## [What is expected]
A word-for-word copy of the entries is the only acceptable reply.

## [The records]
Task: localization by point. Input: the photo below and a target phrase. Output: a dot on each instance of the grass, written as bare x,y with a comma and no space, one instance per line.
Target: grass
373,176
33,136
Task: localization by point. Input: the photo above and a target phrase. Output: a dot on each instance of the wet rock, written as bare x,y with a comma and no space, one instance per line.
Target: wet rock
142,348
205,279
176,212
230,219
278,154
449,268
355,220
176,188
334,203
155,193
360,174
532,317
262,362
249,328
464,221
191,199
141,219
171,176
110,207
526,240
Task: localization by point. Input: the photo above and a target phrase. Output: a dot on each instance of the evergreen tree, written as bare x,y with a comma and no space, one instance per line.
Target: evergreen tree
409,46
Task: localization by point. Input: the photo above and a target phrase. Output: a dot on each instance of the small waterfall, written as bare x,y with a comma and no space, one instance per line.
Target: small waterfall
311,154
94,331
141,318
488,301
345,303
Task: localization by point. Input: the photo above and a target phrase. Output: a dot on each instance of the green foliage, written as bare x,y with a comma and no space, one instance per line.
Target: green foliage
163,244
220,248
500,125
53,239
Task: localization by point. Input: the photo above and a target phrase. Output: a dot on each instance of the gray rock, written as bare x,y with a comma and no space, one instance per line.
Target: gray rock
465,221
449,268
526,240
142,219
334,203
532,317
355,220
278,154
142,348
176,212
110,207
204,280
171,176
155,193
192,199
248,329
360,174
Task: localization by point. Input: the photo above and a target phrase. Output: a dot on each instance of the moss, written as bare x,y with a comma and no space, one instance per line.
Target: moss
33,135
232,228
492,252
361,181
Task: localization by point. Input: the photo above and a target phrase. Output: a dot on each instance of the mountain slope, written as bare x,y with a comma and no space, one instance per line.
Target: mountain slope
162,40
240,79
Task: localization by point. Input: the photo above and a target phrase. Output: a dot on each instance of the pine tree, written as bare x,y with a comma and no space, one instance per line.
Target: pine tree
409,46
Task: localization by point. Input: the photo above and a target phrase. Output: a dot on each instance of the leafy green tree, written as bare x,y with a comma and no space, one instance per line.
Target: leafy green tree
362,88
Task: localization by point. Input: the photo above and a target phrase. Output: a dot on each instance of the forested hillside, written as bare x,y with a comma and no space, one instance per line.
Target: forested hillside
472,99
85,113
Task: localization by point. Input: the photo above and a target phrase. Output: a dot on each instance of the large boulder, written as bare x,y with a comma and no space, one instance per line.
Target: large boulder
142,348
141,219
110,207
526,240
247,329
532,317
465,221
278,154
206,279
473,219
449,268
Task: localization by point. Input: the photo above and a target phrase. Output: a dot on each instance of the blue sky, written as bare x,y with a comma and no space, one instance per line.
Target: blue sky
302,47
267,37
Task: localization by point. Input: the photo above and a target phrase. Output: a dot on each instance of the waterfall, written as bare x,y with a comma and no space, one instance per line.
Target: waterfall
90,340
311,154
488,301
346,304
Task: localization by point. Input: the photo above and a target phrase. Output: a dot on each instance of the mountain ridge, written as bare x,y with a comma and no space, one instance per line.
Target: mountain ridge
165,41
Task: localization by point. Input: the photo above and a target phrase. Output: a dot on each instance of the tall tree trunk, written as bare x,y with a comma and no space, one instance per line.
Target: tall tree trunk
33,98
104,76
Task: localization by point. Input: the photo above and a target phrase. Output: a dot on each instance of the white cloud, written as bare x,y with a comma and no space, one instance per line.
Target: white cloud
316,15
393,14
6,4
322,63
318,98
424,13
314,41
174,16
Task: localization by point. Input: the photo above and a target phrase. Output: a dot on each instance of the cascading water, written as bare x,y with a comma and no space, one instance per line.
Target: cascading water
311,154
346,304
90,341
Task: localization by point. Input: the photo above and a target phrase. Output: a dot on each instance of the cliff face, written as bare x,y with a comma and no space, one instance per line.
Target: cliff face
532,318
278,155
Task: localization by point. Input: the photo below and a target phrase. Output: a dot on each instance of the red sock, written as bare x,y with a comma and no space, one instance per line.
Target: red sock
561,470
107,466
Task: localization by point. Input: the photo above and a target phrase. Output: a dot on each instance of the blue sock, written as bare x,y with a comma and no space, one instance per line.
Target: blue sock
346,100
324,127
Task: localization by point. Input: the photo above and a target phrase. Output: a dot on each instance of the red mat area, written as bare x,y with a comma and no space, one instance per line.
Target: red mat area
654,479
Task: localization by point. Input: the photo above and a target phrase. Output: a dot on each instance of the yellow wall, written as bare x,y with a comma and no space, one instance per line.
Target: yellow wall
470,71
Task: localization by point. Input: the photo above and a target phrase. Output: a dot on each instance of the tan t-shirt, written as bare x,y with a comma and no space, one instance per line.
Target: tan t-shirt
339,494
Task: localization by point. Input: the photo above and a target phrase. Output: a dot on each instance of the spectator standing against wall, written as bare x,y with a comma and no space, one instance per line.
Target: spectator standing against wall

## [Solved exercise]
Task: localization by point. Input: the photo below and a target phrase. Output: a dot on each instance of the grass, written as bare x,y with a comma and no space, one instance per line.
Target: grass
373,176
33,136
Task: localization by point. Input: the photo above and a target phrase. Output: a dot on each instance of the wet rock, written as bare x,y with a comma and no space, one instance per line.
Target: wet rock
142,348
205,279
176,212
230,219
278,154
449,268
355,220
176,188
334,203
155,193
360,174
532,317
262,362
249,328
464,221
191,199
141,219
171,176
110,207
526,240
Task: localization by point. Input: the photo above and a target phrase. Output: a dot on each instance of the evergreen tree, written as bare x,y with a comma and no space, one instance per line.
Target: evergreen tree
409,46
Task: localization by point. Input: the photo above and a target phrase. Output: a dot on each instance of the small waterfall, written as bare x,y with a comma and no space, one instance per line.
Target: small waterfall
311,154
94,331
141,318
488,301
345,303
Task: localization by point. Input: the photo above and a target phrase. Output: a dot on each instance of the green foliage, written as bare x,y with a comma and no space, one instance per line.
Target: green foliage
163,244
220,248
500,125
53,239
Task: localization by point. Input: the photo above and a target phrase. Output: a dot on each instance of the gray rock, written as bare x,y with a comma and no space, one instance per line.
Target: gray rock
465,221
449,268
526,240
142,219
334,203
532,317
355,220
278,154
142,348
176,212
110,207
204,280
171,176
155,193
192,199
248,329
360,174
Task: localization by point. Input: the photo above and a target phrase. Output: a dot on each instance of the moss, written as bare x,y with a comma and no space, one instance per line.
Target: moss
33,135
232,228
492,252
361,181
Task: localization by point. Input: the photo above and a target phrase. Output: a dot on each instance of the mountain slope, written as bare x,y with a comma and no space, one instance per line.
Target: mountain slope
162,40
240,79
Task: localization by point. Input: the photo above and a target phrase. Output: a dot on each instance of the pine tree, written as bare x,y with a comma and no space, one instance per line.
Target: pine tree
409,46
Task: localization by point. Input: the photo above and a target phrase. Output: a dot on each instance of the leafy green tree, written as bare x,y with a comma and no space, one instance per line.
Target: leafy green tree
362,88
Task: localization by point. Input: the photo above and a target phrase. Output: a dot on each instance of the forested hillside, written as bare x,y with a comma and no space, one instance per line.
Target: forested hillside
472,99
85,113
Task: localization by point. Input: the photo above and a target phrase. Output: a dot on each instance of the large boulder, written as bare x,y with a comma and no space, one instance per line.
Target: large boulder
142,348
141,219
110,207
526,240
247,329
532,317
465,221
278,154
206,279
473,219
449,268
Task: localization by point. Input: the photo above and a target phrase. Output: a dot on each instance of the blue sky, written as bare x,y with a comma and no space, one instance per line.
Target: blue sky
302,47
267,37
Task: localization by point. Input: the photo above and a target phrase. Output: a dot on each instance of the waterfall, written as bare x,y with a comma and no space, one instance per line.
Target: waterfall
90,340
311,154
488,301
346,304
Task: localization by point. Input: the photo above and a target phrase. Output: a dot on each instance of the mountain ridge, written as bare x,y with a comma and no space, one instance per line.
Target: mountain ridge
165,41
Task: localization by point. Input: the photo above and a target phrase. Output: a dot on each instance of the tall tree trunk, written as bare x,y with a comma and no space, one instance per line.
Target: tall tree trunk
33,98
104,76
Task: localization by point. Input: the photo above and a target phrase. Output: a dot on each instance of the white cloud, written as bare x,y with a comma and no space, one instance per line.
Target: white cloud
316,15
393,14
6,4
322,63
318,98
424,13
314,41
174,16
Task: localization by point. Input: the photo above and a target phrase. Output: a dot on each instance of the cascading water, written as bare x,y with a comma and no space, one instance per line.
Target: cascading water
311,154
346,304
90,341
Task: localization by point. Input: the photo above and a target phrase. Output: a dot on each instance of the cliff face, written as bare x,y with a comma and no space, one instance per line.
Target: cliff face
532,318
278,155
Task: localization by point. Input: the photo below and a target phrase. Output: a dot on each instance of the red sock, written as bare x,y with a comma and no space, one instance per line.
Target: red sock
561,470
107,466
Task: localization by point. Input: the photo above and a target phrase. Output: a dot on each instance of the blue sock, written as bare x,y with a comma and no space, one instance per line.
Target: blue sock
346,100
324,127
Task: localization by point. Input: the photo above and a target phrase. Output: a dot on each instance of the red mat area, written as bare x,y with a comma and no space, one instance per line.
Target: red mat area
654,479
Task: localization by point. Input: the photo above and a target phrase. Output: a dot on each instance of the yellow wall, written as bare x,y with a comma and no space, one instance per line.
Target: yellow wall
470,71
Task: localization by point. Input: the photo above and a target phrase. Output: a dot on each instance of the tan t-shirt, written as bare x,y with a comma and no space, one instance per line.
Target: tan t-shirt
339,494
Task: localization by point. Input: the photo above and a target phrase. Output: a dot on each instance of the spectator standing against wall, written as bare x,y with a comma and no space, one instance per line.
Target: spectator standing against wall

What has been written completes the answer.